Please rewrite the rows below, changing "put a dot on" to "place a point on" wherever it appears and keeping everything else the same. Omit the pictures from your answer.

Excerpts of location labeling data
----------------------------------------

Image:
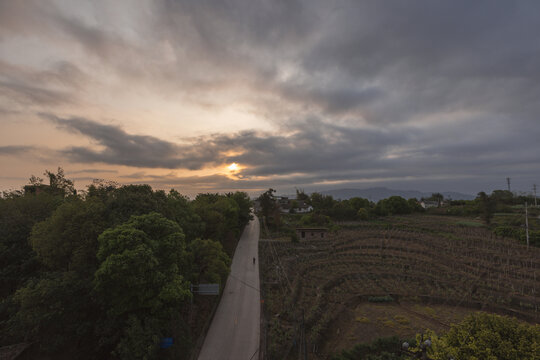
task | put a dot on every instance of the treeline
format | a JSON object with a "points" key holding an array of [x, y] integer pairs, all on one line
{"points": [[326, 208], [107, 273], [478, 336]]}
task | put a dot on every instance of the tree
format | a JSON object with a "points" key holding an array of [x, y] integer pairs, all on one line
{"points": [[18, 214], [302, 196], [56, 311], [489, 337], [141, 283], [438, 197], [267, 202], [59, 183], [68, 239], [393, 205], [209, 263], [141, 265]]}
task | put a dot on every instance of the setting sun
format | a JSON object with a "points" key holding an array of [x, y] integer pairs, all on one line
{"points": [[233, 167]]}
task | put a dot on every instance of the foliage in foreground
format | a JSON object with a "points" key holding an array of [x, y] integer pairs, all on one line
{"points": [[480, 336], [106, 274], [483, 336]]}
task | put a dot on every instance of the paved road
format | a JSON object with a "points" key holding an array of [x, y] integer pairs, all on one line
{"points": [[235, 329]]}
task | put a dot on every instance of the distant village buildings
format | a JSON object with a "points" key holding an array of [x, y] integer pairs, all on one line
{"points": [[287, 205]]}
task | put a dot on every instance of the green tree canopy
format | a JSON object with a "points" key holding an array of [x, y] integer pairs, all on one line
{"points": [[68, 239], [141, 265], [483, 336]]}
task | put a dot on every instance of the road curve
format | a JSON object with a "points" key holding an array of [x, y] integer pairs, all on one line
{"points": [[235, 329]]}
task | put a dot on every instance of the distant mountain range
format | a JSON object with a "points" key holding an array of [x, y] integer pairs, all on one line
{"points": [[378, 193]]}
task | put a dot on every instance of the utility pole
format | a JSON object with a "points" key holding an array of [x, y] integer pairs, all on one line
{"points": [[527, 225]]}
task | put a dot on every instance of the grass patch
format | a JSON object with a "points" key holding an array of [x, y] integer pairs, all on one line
{"points": [[469, 224], [379, 299], [362, 319], [403, 320]]}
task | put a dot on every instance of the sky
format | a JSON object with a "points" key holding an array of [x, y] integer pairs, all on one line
{"points": [[213, 96]]}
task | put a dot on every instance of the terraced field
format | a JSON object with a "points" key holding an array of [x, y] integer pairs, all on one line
{"points": [[405, 260]]}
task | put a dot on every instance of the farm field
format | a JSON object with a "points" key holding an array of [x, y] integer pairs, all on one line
{"points": [[399, 277]]}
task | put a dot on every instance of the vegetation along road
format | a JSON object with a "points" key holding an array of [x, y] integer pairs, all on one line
{"points": [[234, 332]]}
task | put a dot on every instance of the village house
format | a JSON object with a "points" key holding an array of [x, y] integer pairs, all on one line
{"points": [[287, 205]]}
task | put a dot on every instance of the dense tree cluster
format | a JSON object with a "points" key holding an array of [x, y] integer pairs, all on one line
{"points": [[107, 273], [362, 209], [480, 336]]}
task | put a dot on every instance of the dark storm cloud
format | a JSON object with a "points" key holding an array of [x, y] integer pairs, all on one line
{"points": [[15, 150], [51, 87], [314, 152], [358, 90]]}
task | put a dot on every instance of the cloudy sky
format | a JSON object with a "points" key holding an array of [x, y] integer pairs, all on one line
{"points": [[426, 95]]}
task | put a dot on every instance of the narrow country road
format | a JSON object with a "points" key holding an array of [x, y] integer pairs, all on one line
{"points": [[235, 329]]}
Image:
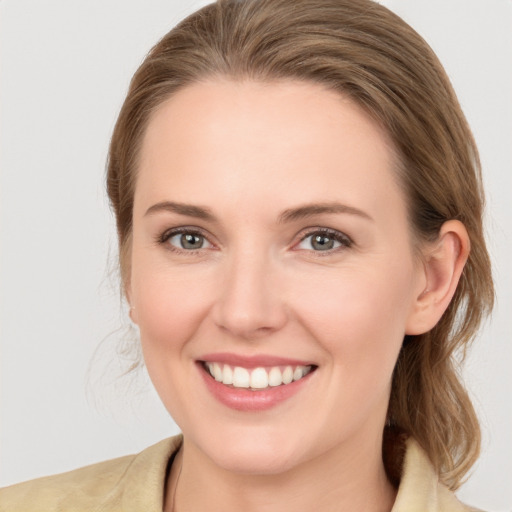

----------------------------------------

→ **RESULT OF THIS EXERCISE**:
Image:
task | place a point on every instance of the treeline
format | a JSON object with a "points" key holding an array of [x, y] integer pairs, all on one line
{"points": [[326, 208], [107, 273], [478, 336]]}
task | place a point on every instance of the tree
format | a JSON object with a "points" key holding an array of [x, y] integer pairs, all on one line
{"points": [[18, 214], [302, 196], [56, 311], [489, 337], [141, 283], [438, 197], [267, 202], [59, 183], [68, 239], [393, 205], [209, 263], [141, 265]]}
task | place a point on every instance of the setting sun
format | a JSON object with a "points" key holding an array of [x, y] integer pairs, all on one line
{"points": [[233, 167]]}
task | place a point on every instance of the foliage in foreground
format | a JSON object with a "points" key holding an array of [x, y] integer pairs, all on one line
{"points": [[480, 336], [106, 274], [483, 336]]}
task | place a point on every instance of the paved road
format | a JSON object with a "points" key holding an array of [x, y] integer pairs, all on one line
{"points": [[235, 329]]}
task | place a point on every instance of the distant village buildings
format | a JSON object with a "points" key holding an array of [x, y] integer pairs, all on one line
{"points": [[287, 205]]}
task | place a point on every instance of the green tree canopy
format | a JSON object with a "points" key holding an array of [x, y] integer pairs, all on one line
{"points": [[68, 239], [141, 265], [483, 336]]}
task | place a point on every instance of the road curve
format | a JSON object with a "points" key holding an array of [x, y] integer pairs, all on one line
{"points": [[235, 329]]}
task | place a point on every instance of the distant mountain range
format | a JSON object with a "points" key holding an array of [x, y] integer pairs, all on one line
{"points": [[378, 193]]}
task | place a point on every instance of the utility pole
format | a JSON object with a "points" key holding an array of [x, y] integer pairs, all on one line
{"points": [[527, 225]]}
task | place a point on every instance of the grass patch
format | a JSON object with a "points" key holding an array of [x, y] integer pairs, all on one line
{"points": [[469, 224], [379, 299], [362, 319], [403, 320]]}
task | place a point on every instance of the sky
format | a JSON object with a "points" key holding an array of [x, y] integer pairs, all on one line
{"points": [[213, 96]]}
task | place a point on every instance of the terraced field
format | a JSON object with a "points" key holding an array of [x, y] integer pairs, all on one line
{"points": [[405, 260]]}
task | place a point on every instance of the farm field
format | a JSON object with a "points" key holding an array of [x, y] integer pairs, all on one line
{"points": [[399, 277]]}
task | place a point on every instance of the vegetation along road
format | a JSON object with a "points" key holding an array of [x, y] integer pairs, all on one line
{"points": [[234, 332]]}
task | place a point on every instance of the village house
format | a JSON object with a "points" key holding an array of [x, y] integer pairs, all on one line
{"points": [[287, 205]]}
task | place a point on every instance of the dense tree cluster
format | a JSON object with a "points" key holding an array of [x, y] integer pairs, all on one line
{"points": [[107, 273], [362, 209], [480, 336]]}
task | place a point on every instance of the dark storm cloud
format | a JSON object with a "points" key holding an array of [x, y] integer pairs, all on one line
{"points": [[15, 150], [51, 87], [314, 152], [358, 90]]}
task | place a point on every instance of the cloudy sky
format | a JSON object with a "points" key holding an array of [x, y] integer pairs, all on one line
{"points": [[426, 95]]}
task | place a point on every instance of the narrow country road
format | a JSON object with a "points" key holding an array of [x, y] integer pairs, all on one line
{"points": [[235, 329]]}
Image:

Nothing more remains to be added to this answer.